How many lines in the listing below contain the string "rise"? Case counts. Reply with the number alone.

> **DATASET RECORDS**
--------

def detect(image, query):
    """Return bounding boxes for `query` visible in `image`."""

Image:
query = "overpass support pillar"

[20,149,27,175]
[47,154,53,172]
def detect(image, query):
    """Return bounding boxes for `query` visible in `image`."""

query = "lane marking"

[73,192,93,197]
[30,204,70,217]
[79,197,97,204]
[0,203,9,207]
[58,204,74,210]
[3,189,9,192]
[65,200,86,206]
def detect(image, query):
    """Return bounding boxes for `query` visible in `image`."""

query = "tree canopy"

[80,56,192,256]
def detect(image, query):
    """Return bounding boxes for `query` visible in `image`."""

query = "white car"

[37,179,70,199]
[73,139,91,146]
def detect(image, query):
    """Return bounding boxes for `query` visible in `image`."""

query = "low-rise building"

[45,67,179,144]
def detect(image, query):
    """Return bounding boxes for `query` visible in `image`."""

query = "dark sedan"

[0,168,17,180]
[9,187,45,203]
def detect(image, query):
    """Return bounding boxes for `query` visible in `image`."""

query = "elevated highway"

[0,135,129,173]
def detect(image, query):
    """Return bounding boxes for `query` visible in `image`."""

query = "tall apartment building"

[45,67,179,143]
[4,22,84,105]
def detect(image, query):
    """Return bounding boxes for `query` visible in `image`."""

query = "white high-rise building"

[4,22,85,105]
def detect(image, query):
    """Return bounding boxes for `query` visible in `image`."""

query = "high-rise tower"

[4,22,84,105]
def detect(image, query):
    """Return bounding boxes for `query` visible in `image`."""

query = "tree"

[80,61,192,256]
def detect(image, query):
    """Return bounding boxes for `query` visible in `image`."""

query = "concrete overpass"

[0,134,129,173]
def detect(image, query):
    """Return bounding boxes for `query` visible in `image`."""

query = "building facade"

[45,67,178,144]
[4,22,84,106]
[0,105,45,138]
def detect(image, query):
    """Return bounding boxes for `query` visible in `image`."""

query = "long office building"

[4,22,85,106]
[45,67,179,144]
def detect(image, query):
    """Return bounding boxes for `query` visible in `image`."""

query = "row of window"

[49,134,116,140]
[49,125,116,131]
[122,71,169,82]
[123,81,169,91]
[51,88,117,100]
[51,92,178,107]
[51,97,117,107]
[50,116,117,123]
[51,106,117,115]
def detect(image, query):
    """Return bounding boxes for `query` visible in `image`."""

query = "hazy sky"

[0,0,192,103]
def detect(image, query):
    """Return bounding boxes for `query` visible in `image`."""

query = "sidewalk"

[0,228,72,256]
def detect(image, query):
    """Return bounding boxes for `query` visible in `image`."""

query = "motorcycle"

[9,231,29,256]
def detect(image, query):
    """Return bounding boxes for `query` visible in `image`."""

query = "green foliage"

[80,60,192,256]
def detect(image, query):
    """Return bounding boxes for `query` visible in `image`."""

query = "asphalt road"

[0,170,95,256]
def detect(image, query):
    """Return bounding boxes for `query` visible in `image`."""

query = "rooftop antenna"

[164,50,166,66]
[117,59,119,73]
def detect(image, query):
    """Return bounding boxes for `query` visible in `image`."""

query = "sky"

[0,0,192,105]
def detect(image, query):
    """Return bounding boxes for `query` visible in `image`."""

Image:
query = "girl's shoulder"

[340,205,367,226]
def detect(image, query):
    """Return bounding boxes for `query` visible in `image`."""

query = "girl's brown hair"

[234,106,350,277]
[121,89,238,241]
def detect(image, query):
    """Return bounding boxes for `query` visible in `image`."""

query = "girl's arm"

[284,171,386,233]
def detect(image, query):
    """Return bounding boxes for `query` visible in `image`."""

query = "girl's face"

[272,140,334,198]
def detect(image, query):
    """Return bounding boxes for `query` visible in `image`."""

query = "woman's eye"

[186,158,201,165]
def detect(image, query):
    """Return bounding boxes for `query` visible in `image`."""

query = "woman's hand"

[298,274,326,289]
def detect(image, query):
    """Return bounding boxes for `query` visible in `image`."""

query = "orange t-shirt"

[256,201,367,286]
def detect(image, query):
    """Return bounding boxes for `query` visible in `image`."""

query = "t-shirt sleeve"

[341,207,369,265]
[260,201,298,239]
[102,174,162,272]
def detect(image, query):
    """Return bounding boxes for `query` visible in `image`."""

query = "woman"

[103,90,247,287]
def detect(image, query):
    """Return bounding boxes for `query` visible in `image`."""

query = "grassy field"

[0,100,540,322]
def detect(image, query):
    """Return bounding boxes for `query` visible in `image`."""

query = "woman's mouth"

--------

> **ANSWER BELOW**
3